**Source excerpt:**
Fluorescence has been used recently to analyze water-soluble organics due to its high sensitivity and nondestructive analysis characteristics. Figures 3d and S5 show the EEM fluorescence spectra before and after 5 h reaction of BT, MBT, and CBT with OH radicals at initial pH 2 and 10. The fluorescence results of reaction systems herein reveal longer emission and excitation wavelengths after 5 h of photooxidation. Red shifts in both emission and excitation wavelengths are usually related to an increase in the size of the ring system and an increase in the degree of conjugation (Chang and Thompson, 2010). This change in the fluorescence spectra also suggests the degradation of the initial compound, and the newly formed compounds at longer wavelengths may have a more complex structure than its precursor, probably with the presence of condensed aromatic ring and other π-electron systems, with a high level of conjugation (Chen et al., 2002). Moreover, EEM fluorescence features of products driven by BTs are consistent with the LO-HULIS (less-oxygenated humic-like substances) group, a subclass of atmospheric brown carbon identified in studies of ambient aerosols (Jiang et al., 2022). LO-HULIS are less-oxygenated and nitrogen-containing aromatic compounds commonly observed in biomass burning aerosols. Given the spectral similarity, the aqueous-phase OH oxidation products of BTs in our study can be reasonably classified as LO-HULIS-type chromophores, further indicating a potential for contributing to the light absorption of aerosols.

3.3 Formation of nanoparticles

The reactions of BT, MBT, and CBT with OH radicals at initial pH 2 and 10 in the aqueous phase can lead to the formation of nanoparticles. Figures 3g and S7 show NTA images of samples collected before and after 5 h of photooxidation of BT, MBT, and CBT with OH radicals at initial pH 2 and 10. It can be obviously observed that there are rarely particles in a NTA view from the samples collected before irradiation, but the particles are widely present after 5 h of photooxidation in all reaction solution samples. In Figs. 3f and S8, NTA shows that the particles formed from photooxidation of the selected BTs are in the nanometer scale, with size distributions ranging from 50 to 400 nm. In Figs. 3e and S6, the number concentration of the nanoparticles after 5 h of photooxidation was on the order of 10⁸ particles mL⁻¹, much greater than that of nanoparticles before irradiation. The size distribution shows large polydispersity, with individual particles varying in size from a few to several hundred nanometers. While previous studies have reported the formation of oligomeric and polymeric products in atmospheric relevant aqueous-phase reactions (Li et al., 2023a, b; Tang et al., 2022b), direct detection of newly formed nanoparticles remains rare. The observed nanoparticles may originate from the aggregation of oligomeric products from aqueous-phase oxidation of BTs, highlighting a potentially important but under-recognized route of secondary aerosol formation from aqueous-phase chemistry. It is noteworthy that NTA provides only an approximate estimation of nanoparticles within a particle size range of 10–2000 nm. Additionally, nanoparticles may undergo agglomeration or deagglomeration and may partially dissolve during the transfer from the reaction solution. It can significantly impact particle concentrations and size distributions. Therefore, there should be awareness that the particle size distributions may not be precisely reflected.

**Material shown:**
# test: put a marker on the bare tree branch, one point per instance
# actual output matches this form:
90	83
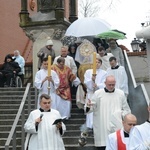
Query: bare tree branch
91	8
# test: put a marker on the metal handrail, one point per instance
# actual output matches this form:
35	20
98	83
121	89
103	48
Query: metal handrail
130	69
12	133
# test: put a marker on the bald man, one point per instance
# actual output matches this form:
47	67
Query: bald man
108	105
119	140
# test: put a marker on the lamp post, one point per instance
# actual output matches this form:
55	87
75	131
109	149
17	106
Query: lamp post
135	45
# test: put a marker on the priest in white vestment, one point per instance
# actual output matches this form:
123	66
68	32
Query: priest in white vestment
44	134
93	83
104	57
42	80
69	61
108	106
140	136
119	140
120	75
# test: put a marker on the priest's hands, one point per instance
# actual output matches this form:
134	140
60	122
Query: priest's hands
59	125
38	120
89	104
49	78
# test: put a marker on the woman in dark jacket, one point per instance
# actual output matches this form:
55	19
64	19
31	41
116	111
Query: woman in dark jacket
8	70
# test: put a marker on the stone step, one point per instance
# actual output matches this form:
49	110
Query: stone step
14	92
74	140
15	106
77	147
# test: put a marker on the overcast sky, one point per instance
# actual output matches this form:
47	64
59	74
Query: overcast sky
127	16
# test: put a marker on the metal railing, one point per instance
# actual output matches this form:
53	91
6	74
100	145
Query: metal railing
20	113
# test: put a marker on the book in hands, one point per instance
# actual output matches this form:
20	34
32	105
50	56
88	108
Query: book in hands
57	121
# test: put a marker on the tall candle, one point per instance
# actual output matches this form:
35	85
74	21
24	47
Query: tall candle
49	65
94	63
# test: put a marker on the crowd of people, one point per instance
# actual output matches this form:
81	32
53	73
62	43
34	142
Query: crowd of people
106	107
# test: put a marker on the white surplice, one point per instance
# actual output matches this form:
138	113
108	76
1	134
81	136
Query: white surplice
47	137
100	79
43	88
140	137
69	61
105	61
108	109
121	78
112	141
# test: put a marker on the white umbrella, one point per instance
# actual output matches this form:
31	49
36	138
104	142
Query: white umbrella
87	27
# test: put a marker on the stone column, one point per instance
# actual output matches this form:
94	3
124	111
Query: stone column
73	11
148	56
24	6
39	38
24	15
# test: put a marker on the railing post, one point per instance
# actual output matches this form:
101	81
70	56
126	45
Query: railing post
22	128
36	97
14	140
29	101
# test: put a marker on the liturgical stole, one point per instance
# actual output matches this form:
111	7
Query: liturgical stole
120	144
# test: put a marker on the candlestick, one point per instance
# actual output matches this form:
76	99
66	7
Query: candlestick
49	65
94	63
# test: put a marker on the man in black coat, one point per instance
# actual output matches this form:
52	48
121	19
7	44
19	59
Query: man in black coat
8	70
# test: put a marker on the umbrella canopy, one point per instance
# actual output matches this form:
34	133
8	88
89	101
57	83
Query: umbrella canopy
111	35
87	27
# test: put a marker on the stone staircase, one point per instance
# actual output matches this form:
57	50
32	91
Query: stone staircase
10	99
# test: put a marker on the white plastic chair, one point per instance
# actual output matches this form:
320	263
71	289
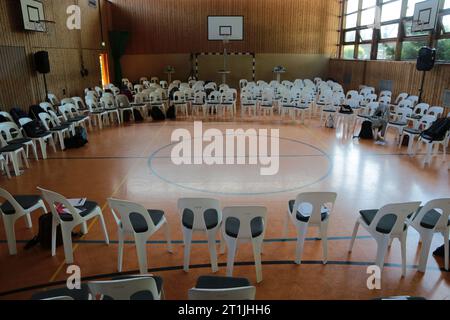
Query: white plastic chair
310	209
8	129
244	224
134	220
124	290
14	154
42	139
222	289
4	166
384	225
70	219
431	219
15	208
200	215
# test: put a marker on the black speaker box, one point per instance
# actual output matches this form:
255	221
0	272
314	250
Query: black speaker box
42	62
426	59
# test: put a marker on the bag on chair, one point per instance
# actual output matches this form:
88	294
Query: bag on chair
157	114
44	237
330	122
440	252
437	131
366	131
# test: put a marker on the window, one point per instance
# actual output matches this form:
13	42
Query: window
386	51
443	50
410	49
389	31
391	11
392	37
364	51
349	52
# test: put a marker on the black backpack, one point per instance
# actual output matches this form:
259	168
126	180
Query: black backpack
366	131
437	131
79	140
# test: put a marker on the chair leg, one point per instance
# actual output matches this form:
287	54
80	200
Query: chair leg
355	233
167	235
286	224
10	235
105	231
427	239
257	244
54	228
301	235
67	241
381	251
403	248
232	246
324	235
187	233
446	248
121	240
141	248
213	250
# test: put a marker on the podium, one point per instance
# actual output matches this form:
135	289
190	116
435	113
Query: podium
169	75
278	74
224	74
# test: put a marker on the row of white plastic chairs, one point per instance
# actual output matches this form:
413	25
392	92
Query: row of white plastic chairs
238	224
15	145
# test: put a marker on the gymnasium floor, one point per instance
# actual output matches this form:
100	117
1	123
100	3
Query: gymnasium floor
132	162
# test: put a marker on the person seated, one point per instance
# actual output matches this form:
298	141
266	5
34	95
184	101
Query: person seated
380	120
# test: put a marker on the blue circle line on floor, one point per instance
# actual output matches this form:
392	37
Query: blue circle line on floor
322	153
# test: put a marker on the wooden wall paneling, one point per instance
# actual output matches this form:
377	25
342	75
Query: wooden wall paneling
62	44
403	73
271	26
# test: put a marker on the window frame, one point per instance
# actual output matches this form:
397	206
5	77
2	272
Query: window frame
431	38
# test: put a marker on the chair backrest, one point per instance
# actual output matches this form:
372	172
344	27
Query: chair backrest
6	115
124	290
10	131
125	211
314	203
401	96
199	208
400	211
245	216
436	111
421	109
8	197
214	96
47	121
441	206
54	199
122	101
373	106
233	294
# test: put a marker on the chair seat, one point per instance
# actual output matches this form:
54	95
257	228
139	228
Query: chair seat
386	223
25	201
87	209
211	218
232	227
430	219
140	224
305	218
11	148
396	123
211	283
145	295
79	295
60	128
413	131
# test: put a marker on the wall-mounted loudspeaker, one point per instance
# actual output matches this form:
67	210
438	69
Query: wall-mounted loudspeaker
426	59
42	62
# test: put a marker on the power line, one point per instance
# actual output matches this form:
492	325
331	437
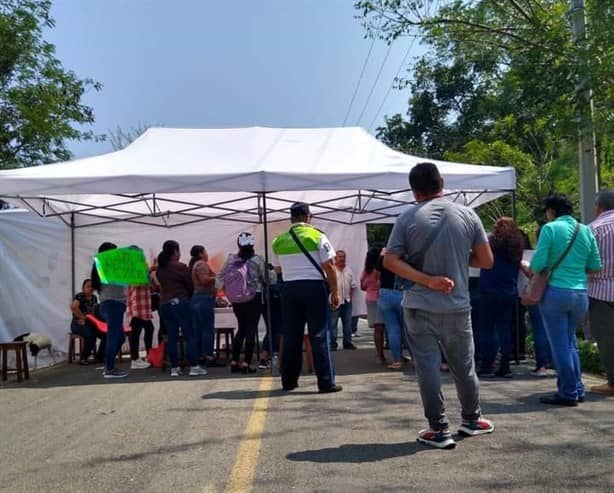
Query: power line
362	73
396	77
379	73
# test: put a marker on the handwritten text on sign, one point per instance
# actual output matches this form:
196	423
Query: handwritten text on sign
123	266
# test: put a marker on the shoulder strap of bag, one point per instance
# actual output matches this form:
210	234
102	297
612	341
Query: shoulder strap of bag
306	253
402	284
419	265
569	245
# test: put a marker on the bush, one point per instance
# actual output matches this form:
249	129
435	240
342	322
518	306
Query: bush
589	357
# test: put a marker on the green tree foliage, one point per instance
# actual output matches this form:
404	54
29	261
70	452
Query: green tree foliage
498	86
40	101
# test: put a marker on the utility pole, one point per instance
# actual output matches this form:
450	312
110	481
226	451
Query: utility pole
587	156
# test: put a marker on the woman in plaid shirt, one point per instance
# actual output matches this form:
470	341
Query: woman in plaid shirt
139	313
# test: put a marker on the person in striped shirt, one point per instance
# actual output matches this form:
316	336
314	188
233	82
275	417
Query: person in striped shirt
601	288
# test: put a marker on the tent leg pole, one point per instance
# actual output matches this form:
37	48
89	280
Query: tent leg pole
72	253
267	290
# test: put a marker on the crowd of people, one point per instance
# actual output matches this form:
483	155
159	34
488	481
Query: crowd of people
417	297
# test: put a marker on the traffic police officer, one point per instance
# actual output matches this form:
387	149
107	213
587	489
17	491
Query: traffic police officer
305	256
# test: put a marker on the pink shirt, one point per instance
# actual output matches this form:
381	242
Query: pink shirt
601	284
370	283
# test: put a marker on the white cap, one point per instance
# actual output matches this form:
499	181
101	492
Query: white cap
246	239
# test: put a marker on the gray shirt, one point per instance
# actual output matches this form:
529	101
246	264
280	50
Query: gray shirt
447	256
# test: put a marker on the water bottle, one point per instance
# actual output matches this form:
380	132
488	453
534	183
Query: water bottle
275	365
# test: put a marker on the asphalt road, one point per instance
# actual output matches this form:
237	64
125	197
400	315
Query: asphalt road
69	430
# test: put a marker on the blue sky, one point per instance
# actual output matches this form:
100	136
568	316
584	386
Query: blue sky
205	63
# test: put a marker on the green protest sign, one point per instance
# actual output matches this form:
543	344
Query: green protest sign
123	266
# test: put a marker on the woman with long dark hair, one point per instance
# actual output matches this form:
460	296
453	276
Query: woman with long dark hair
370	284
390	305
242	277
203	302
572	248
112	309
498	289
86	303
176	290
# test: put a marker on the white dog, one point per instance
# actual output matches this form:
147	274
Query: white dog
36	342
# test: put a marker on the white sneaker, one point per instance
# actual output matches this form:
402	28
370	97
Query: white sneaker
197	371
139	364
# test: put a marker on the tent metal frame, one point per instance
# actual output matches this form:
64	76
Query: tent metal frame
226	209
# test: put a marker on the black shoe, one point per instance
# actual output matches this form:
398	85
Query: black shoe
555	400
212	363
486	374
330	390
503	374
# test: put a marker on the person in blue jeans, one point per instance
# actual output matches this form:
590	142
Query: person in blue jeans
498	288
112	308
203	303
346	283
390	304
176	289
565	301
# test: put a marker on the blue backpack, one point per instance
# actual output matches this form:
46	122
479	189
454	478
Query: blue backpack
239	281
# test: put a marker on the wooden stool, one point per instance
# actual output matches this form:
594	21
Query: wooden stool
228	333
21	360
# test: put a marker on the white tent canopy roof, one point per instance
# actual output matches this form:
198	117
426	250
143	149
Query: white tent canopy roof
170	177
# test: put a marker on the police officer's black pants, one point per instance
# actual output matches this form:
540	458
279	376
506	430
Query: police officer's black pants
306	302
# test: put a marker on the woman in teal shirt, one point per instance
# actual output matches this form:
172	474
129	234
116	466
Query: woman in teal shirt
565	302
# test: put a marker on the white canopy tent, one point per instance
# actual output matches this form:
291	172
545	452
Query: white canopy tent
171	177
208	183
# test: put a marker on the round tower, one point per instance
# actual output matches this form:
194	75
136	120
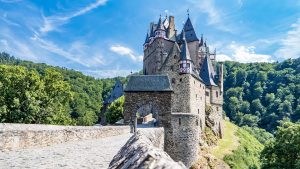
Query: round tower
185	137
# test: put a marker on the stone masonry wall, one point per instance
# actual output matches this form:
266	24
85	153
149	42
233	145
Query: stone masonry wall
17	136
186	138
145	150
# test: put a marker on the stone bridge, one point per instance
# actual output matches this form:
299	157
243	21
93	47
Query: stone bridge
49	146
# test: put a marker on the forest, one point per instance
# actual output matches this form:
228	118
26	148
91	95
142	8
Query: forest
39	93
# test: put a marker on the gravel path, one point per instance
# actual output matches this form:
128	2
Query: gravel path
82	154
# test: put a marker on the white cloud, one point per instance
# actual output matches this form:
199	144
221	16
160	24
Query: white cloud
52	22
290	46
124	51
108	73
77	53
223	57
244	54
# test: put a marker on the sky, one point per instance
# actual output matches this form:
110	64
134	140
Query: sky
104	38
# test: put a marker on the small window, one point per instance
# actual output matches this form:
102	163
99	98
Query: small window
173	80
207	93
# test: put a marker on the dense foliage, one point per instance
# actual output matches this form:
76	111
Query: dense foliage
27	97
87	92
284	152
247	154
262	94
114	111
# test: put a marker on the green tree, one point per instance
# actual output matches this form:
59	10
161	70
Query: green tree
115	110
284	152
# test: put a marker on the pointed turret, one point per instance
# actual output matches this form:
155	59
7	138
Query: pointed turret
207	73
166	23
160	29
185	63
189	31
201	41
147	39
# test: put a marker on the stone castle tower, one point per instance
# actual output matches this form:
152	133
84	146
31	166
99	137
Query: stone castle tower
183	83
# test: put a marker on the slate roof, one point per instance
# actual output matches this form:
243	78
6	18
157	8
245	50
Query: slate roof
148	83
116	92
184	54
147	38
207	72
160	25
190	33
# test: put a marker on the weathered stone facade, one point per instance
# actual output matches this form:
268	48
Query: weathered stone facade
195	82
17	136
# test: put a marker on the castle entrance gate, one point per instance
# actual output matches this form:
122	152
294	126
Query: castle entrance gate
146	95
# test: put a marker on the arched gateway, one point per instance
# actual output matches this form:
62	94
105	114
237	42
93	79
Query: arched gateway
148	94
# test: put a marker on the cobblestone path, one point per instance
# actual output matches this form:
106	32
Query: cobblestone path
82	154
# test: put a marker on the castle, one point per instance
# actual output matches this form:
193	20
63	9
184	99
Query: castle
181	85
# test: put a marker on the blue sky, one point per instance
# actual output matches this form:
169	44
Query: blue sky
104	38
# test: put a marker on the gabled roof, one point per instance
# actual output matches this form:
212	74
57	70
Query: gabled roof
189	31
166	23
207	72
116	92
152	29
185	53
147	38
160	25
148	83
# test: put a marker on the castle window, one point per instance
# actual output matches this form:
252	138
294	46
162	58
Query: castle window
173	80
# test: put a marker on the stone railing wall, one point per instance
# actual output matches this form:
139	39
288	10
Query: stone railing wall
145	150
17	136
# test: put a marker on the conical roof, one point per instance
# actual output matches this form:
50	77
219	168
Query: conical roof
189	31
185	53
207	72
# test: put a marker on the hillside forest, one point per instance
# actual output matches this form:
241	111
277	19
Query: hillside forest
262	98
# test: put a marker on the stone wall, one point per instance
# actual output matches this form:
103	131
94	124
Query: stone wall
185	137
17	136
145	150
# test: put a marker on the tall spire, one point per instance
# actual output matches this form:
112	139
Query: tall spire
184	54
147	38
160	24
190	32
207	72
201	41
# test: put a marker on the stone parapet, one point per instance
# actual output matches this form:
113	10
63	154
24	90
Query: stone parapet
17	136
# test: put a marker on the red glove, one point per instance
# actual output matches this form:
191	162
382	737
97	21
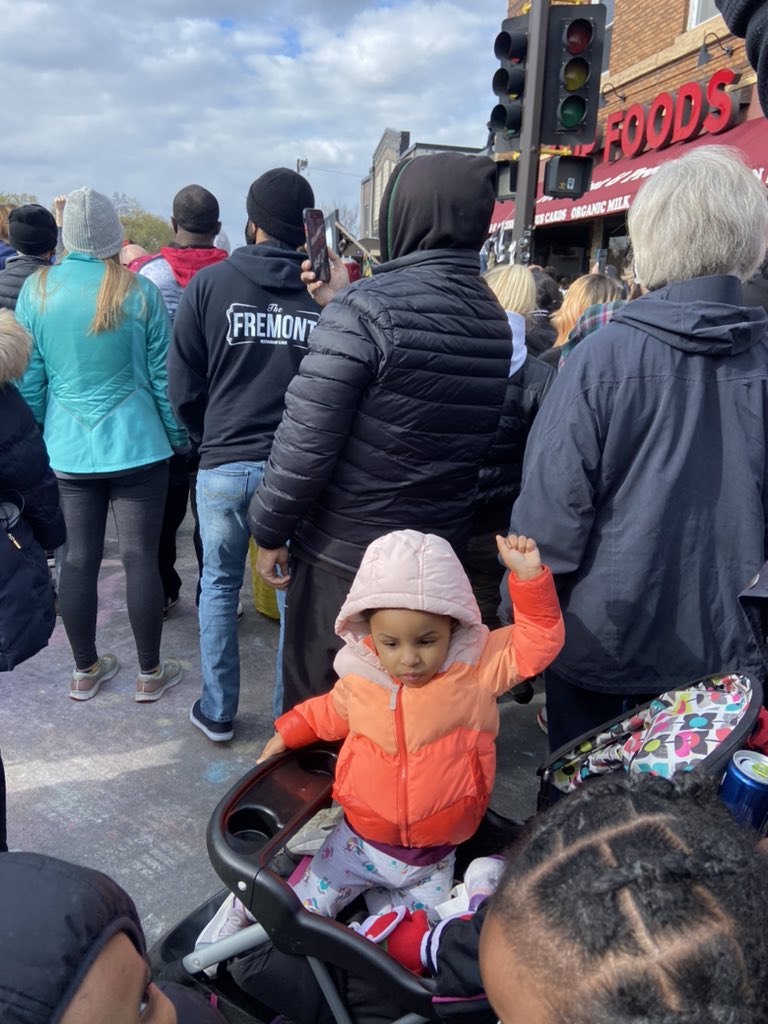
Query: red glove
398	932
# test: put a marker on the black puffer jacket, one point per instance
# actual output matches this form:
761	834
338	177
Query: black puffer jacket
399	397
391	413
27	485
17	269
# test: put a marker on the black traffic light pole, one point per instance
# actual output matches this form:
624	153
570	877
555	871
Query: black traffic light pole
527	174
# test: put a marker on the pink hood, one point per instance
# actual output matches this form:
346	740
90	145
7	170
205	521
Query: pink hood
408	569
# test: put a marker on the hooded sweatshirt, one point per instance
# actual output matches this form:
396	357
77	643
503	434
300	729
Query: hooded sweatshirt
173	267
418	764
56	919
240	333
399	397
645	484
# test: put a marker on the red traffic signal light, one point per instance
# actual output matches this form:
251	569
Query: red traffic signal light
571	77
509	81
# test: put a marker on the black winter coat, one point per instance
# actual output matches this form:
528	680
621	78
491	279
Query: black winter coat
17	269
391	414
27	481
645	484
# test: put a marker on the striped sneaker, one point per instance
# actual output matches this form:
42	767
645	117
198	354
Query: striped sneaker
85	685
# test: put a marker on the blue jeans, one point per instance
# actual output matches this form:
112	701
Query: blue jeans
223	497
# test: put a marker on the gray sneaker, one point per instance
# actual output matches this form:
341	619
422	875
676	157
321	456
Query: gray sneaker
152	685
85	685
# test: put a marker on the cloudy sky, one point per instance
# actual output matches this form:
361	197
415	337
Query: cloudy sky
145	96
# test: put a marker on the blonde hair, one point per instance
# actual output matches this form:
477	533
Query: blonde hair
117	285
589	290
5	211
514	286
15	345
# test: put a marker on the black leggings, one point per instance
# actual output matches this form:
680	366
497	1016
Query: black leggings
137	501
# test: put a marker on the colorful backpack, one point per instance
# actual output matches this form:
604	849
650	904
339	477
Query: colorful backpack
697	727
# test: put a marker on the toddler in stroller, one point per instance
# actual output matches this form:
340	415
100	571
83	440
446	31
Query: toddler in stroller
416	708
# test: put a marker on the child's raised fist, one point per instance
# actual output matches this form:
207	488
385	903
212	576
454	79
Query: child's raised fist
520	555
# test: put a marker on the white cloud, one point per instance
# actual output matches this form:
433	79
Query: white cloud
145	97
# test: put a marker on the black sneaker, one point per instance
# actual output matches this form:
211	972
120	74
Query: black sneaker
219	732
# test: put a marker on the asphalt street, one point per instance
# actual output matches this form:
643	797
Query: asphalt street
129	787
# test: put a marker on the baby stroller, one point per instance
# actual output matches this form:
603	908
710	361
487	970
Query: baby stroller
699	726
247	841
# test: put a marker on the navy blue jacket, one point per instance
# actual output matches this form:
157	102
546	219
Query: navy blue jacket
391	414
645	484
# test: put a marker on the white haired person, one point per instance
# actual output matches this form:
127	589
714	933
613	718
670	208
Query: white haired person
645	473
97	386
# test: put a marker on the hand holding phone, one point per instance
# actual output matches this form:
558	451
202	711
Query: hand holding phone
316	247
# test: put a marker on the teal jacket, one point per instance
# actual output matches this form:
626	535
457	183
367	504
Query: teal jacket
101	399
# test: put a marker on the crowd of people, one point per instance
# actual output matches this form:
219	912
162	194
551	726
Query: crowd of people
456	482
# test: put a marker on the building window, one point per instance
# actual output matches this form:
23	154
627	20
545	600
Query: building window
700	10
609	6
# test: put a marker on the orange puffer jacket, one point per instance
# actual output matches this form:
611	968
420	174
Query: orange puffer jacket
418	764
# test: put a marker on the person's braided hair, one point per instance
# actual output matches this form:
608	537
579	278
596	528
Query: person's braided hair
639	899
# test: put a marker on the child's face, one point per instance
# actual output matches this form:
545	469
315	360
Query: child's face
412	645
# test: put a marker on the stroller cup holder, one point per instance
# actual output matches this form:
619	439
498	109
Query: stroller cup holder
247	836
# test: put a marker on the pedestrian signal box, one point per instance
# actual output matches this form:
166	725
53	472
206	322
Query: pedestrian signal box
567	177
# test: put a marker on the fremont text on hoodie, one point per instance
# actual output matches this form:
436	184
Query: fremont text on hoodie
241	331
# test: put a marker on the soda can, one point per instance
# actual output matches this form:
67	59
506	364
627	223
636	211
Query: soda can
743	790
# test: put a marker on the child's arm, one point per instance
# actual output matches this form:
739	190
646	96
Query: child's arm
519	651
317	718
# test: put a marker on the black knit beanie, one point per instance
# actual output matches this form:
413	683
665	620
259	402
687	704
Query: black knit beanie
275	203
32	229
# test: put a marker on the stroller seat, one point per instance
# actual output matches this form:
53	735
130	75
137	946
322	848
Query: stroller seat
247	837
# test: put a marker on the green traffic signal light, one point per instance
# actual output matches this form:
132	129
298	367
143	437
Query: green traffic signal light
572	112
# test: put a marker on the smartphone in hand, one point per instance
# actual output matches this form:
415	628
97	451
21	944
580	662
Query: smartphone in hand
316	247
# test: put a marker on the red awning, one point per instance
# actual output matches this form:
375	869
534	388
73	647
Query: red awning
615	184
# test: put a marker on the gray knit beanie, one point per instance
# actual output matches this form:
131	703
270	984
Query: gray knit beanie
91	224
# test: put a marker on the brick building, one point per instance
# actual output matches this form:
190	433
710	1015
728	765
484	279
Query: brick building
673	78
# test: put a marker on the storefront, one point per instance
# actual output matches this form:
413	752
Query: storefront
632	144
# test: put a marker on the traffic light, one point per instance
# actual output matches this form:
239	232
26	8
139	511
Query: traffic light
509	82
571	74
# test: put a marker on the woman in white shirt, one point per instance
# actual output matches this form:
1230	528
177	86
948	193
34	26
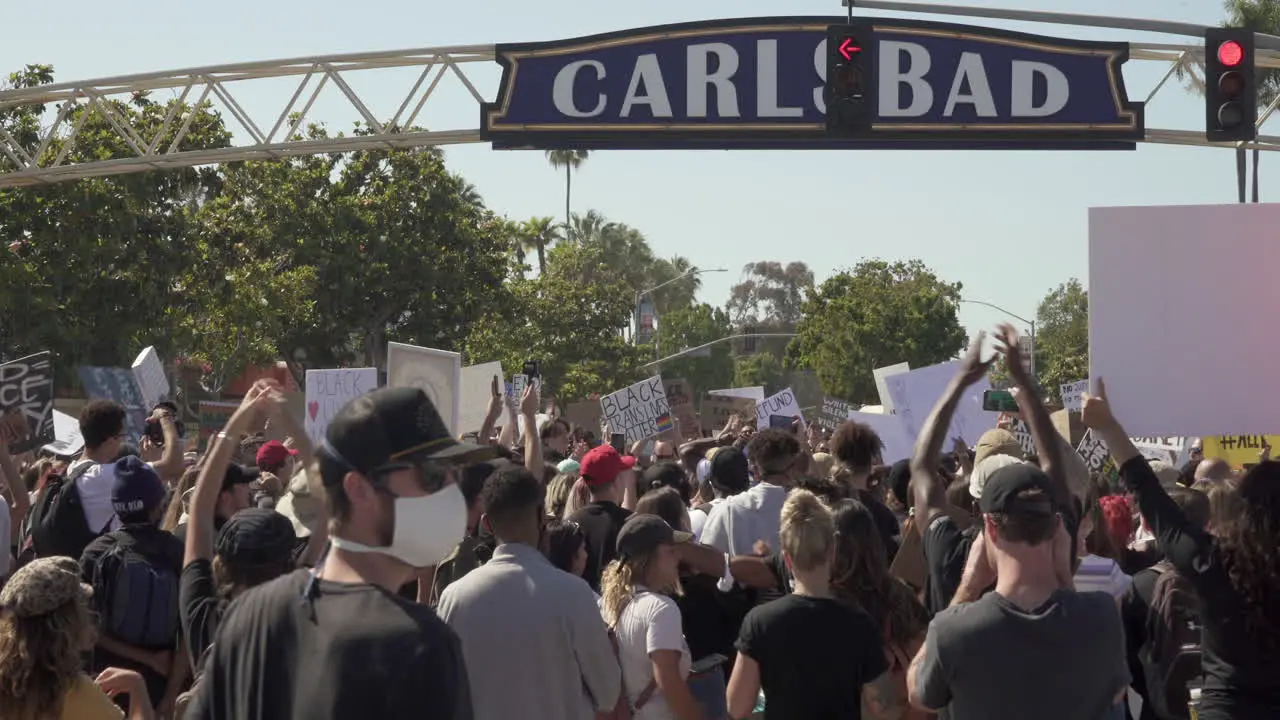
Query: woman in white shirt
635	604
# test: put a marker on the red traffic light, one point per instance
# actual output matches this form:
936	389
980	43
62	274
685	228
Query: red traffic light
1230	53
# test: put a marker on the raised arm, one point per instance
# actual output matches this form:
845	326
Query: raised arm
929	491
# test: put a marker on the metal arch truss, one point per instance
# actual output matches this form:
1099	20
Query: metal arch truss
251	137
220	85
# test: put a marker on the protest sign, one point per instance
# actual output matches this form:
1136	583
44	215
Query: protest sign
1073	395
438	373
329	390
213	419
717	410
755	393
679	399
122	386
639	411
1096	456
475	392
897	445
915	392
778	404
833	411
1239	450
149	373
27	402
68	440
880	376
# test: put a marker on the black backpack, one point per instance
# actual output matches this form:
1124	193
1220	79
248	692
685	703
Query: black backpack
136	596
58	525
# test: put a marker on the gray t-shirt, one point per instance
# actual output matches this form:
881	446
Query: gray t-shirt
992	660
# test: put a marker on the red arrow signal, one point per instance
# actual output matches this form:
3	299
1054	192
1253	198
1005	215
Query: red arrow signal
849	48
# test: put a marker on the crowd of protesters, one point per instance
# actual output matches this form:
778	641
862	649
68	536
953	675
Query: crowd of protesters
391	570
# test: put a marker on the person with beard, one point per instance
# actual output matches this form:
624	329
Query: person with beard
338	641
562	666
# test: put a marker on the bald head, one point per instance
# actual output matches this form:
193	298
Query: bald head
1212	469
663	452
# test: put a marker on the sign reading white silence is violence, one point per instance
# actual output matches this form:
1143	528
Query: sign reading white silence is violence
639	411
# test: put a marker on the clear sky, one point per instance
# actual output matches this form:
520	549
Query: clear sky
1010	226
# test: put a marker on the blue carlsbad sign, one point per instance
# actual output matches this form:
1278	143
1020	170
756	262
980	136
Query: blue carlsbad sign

**Instructions to follow:** What was the number concentration of nanoparticles after 5 h of photooxidation, according to the source excerpt? The records are separate material, unrelated to the source excerpt above.

**Solution:** It was on the order of 10⁸ particles mL⁻¹.